Start of Block
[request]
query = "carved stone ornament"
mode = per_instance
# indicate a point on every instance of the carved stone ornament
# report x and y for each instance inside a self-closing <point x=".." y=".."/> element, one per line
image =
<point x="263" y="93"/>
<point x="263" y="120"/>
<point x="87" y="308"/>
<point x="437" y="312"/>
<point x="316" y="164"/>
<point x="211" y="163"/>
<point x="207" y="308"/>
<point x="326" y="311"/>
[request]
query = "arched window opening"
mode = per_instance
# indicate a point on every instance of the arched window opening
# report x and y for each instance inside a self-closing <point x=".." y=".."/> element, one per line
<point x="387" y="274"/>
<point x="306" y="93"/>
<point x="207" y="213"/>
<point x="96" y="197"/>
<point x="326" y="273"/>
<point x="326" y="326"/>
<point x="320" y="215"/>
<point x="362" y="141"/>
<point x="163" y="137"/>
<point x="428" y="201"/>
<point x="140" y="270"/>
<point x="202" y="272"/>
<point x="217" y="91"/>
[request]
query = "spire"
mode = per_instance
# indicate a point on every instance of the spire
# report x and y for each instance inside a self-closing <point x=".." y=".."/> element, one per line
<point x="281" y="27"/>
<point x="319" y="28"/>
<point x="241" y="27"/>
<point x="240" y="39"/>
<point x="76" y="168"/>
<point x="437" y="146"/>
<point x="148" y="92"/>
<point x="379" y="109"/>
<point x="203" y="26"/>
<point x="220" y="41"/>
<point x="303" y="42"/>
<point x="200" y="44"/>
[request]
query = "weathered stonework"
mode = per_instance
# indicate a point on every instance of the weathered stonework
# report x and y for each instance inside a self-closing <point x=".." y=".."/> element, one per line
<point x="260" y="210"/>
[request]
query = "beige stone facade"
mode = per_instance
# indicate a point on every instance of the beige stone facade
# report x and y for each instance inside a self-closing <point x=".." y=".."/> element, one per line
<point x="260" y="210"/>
End of Block
WHAT THE EXERCISE ASKS
Repeat each record verbatim.

SOLUTION BELOW
[request]
query = "carved stone ornament"
mode = per_instance
# indicate a point on every instance of the carved stone ornament
# report x and y for each instance inside a self-closing <point x=".." y=".."/> element, one per line
image =
<point x="263" y="93"/>
<point x="263" y="120"/>
<point x="87" y="308"/>
<point x="437" y="312"/>
<point x="316" y="164"/>
<point x="211" y="163"/>
<point x="207" y="308"/>
<point x="326" y="311"/>
[request]
query = "arched window opening"
mode = per_instance
# indicate a point on every instance of the arched window opening
# report x and y for each instance inside a self-closing <point x=".." y=".."/> element, one per line
<point x="387" y="274"/>
<point x="306" y="93"/>
<point x="207" y="213"/>
<point x="96" y="197"/>
<point x="326" y="273"/>
<point x="326" y="326"/>
<point x="320" y="215"/>
<point x="362" y="141"/>
<point x="163" y="137"/>
<point x="428" y="201"/>
<point x="140" y="270"/>
<point x="202" y="272"/>
<point x="217" y="91"/>
[request]
query = "spire"
mode = per_instance
# indicate a point on every instance of the spire
# report x and y for each instance inside a self-closing <point x=".." y=".."/> element, one per line
<point x="281" y="27"/>
<point x="319" y="28"/>
<point x="241" y="27"/>
<point x="240" y="39"/>
<point x="76" y="168"/>
<point x="437" y="146"/>
<point x="148" y="92"/>
<point x="379" y="109"/>
<point x="203" y="26"/>
<point x="220" y="41"/>
<point x="303" y="42"/>
<point x="200" y="44"/>
[request]
query = "weathered stonework"
mode = per_instance
# indicate a point on every instance of the weathered stonework
# report x and y for each instance inside a self-closing <point x=".." y=".."/> element, one per line
<point x="260" y="210"/>
[request]
query = "beige stone facade"
mode = per_instance
# indicate a point on every instance of the beige stone facade
# report x and y for each instance inside a self-closing <point x=".." y=".."/> element, one per line
<point x="260" y="210"/>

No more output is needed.